## What is being asked
Find every line in the rows below that contains the word "provide" and copy each of those lines out. Case counts.
===== Stored rows =====
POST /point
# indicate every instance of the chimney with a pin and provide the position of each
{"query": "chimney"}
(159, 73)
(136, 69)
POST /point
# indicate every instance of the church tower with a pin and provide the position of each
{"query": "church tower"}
=====
===== Stored rows =====
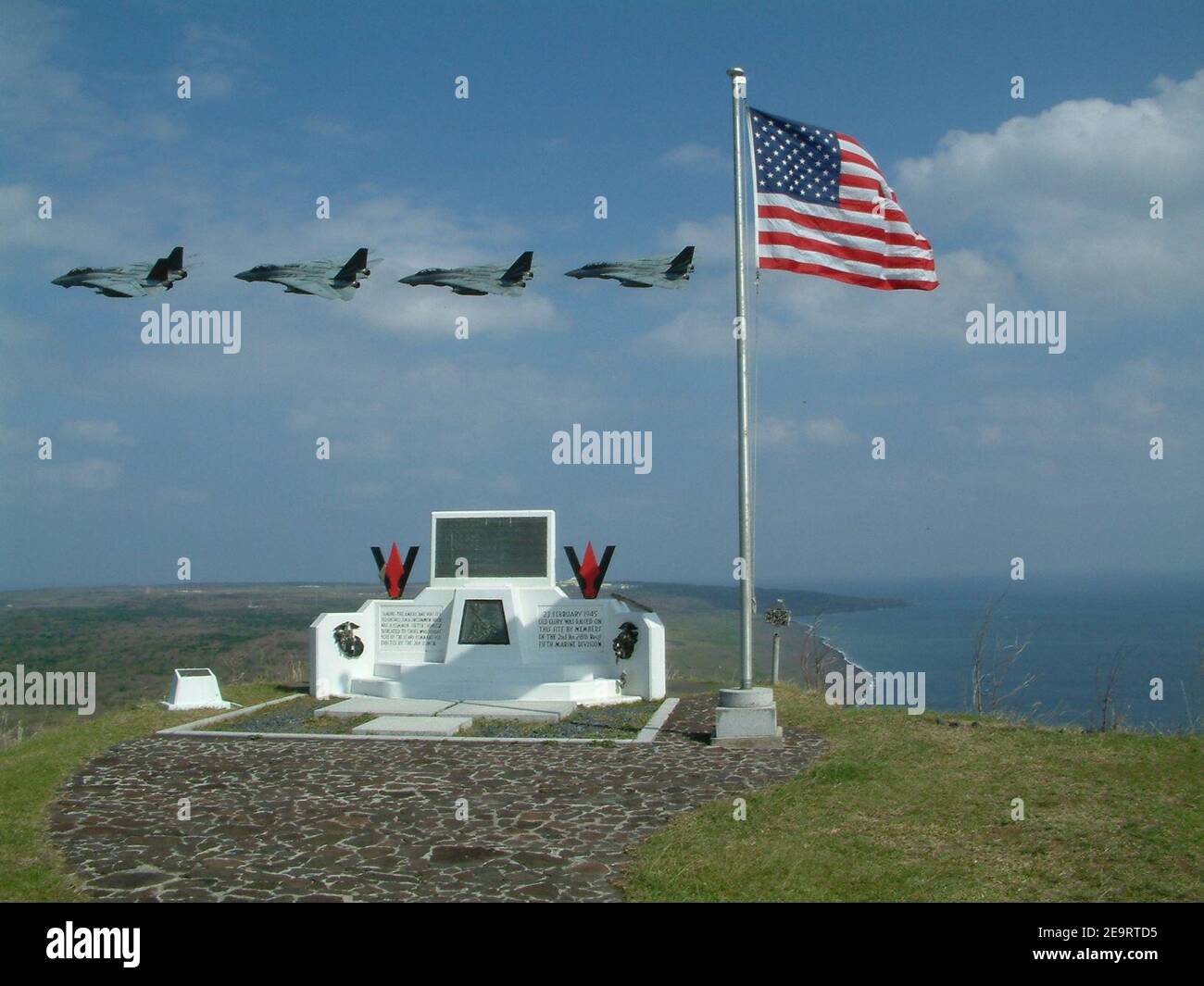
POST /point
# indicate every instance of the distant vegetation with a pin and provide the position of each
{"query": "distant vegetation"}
=====
===== Stored rows =====
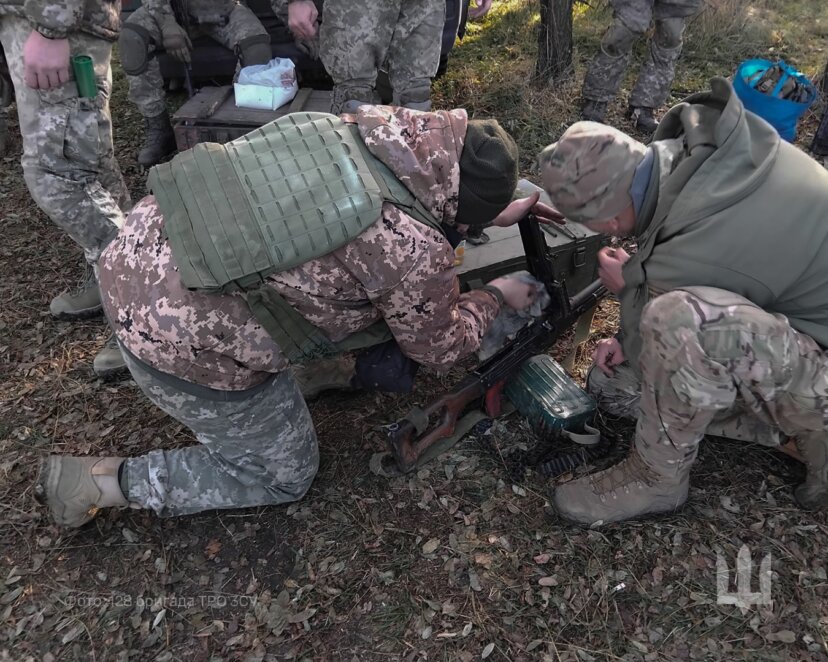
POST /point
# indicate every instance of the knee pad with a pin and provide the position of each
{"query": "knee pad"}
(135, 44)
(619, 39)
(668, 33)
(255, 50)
=====
## Exercise response
# indicate every instance of the chimney with a pin and provide the position of each
# indicate every instance of the church tower with a pin and provide the position of each
# indicate every instance of the distant vegetation with a pin and provide the position of each
# indicate every instance of the knee pad with a pin and provide the position of each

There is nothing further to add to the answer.